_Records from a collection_

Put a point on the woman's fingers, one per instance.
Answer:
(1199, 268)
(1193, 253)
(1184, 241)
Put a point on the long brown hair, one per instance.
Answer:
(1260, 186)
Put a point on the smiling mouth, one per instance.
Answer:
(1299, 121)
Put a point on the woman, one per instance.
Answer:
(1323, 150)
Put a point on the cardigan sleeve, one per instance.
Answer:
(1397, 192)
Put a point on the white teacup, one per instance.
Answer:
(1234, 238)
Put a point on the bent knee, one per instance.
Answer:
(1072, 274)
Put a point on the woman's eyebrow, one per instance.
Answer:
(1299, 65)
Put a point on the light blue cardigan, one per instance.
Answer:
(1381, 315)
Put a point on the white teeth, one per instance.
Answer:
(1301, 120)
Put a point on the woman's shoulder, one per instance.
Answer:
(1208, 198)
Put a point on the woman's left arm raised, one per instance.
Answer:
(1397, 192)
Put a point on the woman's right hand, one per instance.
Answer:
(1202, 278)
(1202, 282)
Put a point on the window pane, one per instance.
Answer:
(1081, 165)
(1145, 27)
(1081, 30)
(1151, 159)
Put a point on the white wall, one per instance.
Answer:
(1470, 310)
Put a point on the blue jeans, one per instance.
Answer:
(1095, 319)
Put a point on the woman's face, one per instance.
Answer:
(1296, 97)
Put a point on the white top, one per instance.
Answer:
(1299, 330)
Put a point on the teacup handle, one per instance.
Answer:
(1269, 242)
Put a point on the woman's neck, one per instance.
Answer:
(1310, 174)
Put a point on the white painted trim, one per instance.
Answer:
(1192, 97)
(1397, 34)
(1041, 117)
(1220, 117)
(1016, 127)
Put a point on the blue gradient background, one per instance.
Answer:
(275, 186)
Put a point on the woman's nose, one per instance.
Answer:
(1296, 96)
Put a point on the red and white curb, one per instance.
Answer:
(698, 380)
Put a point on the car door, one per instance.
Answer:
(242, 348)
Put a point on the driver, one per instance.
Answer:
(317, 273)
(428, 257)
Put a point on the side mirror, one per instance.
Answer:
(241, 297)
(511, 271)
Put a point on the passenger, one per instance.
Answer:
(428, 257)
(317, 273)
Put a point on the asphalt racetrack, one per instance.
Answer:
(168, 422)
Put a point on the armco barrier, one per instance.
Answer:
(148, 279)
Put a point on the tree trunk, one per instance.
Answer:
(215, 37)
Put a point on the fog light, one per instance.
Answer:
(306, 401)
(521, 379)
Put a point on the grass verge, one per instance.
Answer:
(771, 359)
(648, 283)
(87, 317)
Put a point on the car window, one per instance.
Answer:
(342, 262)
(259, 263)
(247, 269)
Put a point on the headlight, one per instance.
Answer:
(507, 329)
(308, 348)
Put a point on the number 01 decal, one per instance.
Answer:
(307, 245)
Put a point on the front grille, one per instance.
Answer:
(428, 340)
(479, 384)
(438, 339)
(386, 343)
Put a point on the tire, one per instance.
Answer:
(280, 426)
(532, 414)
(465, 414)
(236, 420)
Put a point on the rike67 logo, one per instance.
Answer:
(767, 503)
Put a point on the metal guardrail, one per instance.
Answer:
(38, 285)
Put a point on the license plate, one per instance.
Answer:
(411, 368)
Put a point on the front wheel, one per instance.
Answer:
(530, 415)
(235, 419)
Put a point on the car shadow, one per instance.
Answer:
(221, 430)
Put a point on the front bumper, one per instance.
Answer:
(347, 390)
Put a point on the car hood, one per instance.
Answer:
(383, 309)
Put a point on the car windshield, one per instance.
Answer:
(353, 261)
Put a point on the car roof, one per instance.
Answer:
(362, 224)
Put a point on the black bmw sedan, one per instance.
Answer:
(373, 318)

...

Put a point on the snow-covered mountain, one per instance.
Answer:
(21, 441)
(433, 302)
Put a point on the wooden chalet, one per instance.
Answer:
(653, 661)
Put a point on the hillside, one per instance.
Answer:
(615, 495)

...

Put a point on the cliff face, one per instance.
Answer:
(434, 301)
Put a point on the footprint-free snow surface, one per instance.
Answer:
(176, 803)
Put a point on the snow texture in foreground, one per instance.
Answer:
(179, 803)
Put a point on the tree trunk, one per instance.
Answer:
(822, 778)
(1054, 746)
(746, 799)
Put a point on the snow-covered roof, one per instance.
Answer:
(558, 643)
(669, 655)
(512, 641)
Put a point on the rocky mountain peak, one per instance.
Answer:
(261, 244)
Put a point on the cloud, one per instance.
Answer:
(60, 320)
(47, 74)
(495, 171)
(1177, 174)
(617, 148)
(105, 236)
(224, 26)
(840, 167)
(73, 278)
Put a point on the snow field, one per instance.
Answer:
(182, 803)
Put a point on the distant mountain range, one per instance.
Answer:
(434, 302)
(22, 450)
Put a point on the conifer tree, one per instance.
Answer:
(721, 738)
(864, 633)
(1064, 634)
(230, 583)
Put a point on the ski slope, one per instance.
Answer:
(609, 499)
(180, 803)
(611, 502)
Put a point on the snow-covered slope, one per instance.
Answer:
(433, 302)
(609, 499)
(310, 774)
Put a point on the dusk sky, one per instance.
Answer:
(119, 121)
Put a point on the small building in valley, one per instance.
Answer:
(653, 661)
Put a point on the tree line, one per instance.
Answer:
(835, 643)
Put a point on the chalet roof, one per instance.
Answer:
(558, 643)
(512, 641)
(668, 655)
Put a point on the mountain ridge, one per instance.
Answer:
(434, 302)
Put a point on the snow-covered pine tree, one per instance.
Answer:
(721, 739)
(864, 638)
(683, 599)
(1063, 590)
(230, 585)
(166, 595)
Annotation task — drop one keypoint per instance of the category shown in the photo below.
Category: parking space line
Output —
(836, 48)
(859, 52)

_TASK TO COMPLETE_
With "mountain" as the search string, filter the records and return each line that has it.

_WRITTEN ANSWER_
Put a point on the snow-covered mountain, one per instance.
Put a point on the rocky mountain peak, one per instance.
Put a point on the distant mountain range, one per instance.
Put a point on the mountain ridge, one per instance.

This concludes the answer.